--- start of Exercise material ---

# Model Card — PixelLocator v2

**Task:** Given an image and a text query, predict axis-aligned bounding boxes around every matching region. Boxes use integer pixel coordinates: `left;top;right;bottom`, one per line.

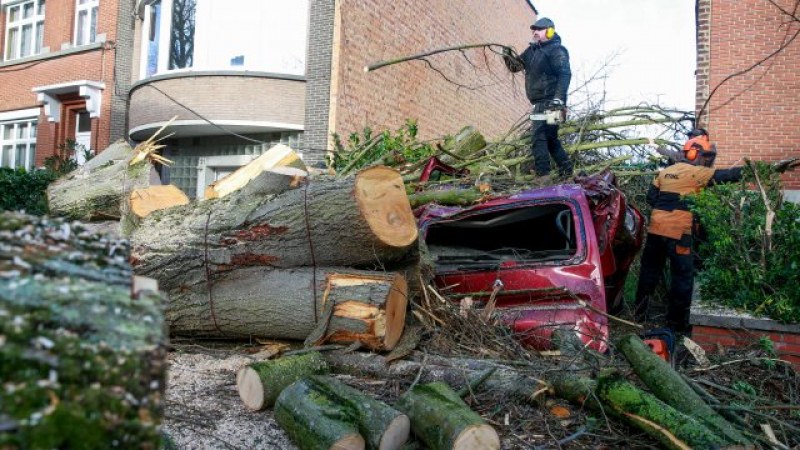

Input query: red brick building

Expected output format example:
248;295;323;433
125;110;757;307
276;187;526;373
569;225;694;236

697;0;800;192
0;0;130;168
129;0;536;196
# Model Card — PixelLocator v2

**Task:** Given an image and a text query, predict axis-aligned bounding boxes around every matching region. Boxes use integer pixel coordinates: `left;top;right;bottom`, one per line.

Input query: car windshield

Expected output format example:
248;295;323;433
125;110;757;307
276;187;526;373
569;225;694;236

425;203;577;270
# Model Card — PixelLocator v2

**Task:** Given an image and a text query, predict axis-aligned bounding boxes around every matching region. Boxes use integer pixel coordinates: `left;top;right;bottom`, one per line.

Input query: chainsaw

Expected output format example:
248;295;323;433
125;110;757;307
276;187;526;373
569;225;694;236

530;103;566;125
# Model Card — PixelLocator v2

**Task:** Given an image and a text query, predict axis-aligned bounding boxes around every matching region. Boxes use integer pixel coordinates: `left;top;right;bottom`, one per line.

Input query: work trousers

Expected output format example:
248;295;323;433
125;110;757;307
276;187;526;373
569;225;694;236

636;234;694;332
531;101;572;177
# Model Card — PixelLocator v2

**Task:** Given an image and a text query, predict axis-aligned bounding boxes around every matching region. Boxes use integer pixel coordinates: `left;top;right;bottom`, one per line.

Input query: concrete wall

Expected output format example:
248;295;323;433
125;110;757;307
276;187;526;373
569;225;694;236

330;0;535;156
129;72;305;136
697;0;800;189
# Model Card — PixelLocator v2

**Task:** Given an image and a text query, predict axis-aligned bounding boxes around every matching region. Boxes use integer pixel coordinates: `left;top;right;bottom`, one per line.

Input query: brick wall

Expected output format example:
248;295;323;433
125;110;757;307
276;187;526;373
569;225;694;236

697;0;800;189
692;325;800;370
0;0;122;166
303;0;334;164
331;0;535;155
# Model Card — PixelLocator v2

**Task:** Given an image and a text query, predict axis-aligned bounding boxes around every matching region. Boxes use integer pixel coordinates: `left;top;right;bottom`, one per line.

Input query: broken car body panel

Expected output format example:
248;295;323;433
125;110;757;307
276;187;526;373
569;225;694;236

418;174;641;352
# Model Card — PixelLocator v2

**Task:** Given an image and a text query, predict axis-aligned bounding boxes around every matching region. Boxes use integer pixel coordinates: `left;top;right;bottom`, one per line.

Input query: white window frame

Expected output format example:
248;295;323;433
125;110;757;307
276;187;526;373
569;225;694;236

--- end of Exercise material ---

Copy all the entries above word for word, but leave out the picture.

# Model Card — PixelLocator v2

**Task:** Given an image and a text query, predict axis-aligned bounding boxes around every matching region. Boxes use integer pixel coordinates: `left;top;right;bottom`, one per line.


Input query: red brick building

Expected output format example:
248;295;323;433
125;110;757;307
276;187;526;373
569;225;694;236

697;0;800;192
0;0;130;168
129;0;536;196
# Model Card — PixelLocator v2

**Task:** Given an image and a text query, predict axis-aligned bounding boxes around every matching region. Boxes use integer pixel coordinates: `left;top;right;bottom`, one per line.

Input query: car windshield

Expected output format example:
248;295;323;433
125;110;757;307
276;187;526;373
569;225;694;236

425;203;577;270
# Model Card — PixelLocator v2

**Task:** Given an image and a text query, predict axis-aligned bounding boxes around every matching region. Boxes use integer pixel coordinates: `left;top;right;bottom`, one per line.

Input query: chainsaw

Expected output format example:
248;295;323;433
125;110;757;307
276;187;526;373
569;225;694;236

530;103;566;125
# Model Card — PixelLocator v2

**Task:** Given an image and a text query, predict axis-aligned bounding boxes around every matching region. Boxes use integer pixel coordinates: `left;top;right;bottom`, one per line.

Input query: work trousers

Expected output format example:
248;295;323;433
125;110;757;307
276;187;526;373
569;225;694;236

636;234;694;332
531;101;572;177
# Model Card — PixelLocator v2

**Task:** Given an image and a text query, predict axis-aligned bounding boxes around every matching region. Boxes use integer pixel coordinates: `left;top;right;bottom`, one per line.

Input query: concrete wall

Expected output format example:
248;295;323;433
125;110;757;307
276;187;526;373
569;225;694;236

330;0;535;156
129;72;305;136
697;0;800;189
# Model Card — PixelLocator v2

**Task:** Given an image and a text query, predict axis-aligned bounding boxes around every matching region. Boxes use integer pixel coordinates: `left;top;right;bottom`, one per line.

Input query: brick wall

Expected output format example:
248;295;323;433
125;110;757;307
276;187;526;373
569;225;694;236

697;0;800;189
692;325;800;370
0;0;122;166
303;0;334;164
331;0;535;155
# Model Card — PixelLocator v2

**Task:** Given an image and a text query, predict axis-aligned bounding boxes around every matching region. Boxes use integer pixel coordinates: `left;top;right;bottom`, one per line.

Input query: broken car body panel

Expected output format example:
248;295;323;433
125;110;757;307
276;187;526;373
569;225;694;236

418;174;641;352
# Model Card — PixelLocator v2

**Task:** Given an image and a text query, predict axis-aligned bounding boxes around every matching region. Boxes use integer pixel coordinates: `left;top;right;bottom`, one per line.

Input query: white window frame

Expected output format example:
248;295;323;433
125;110;757;307
276;187;526;373
569;225;694;236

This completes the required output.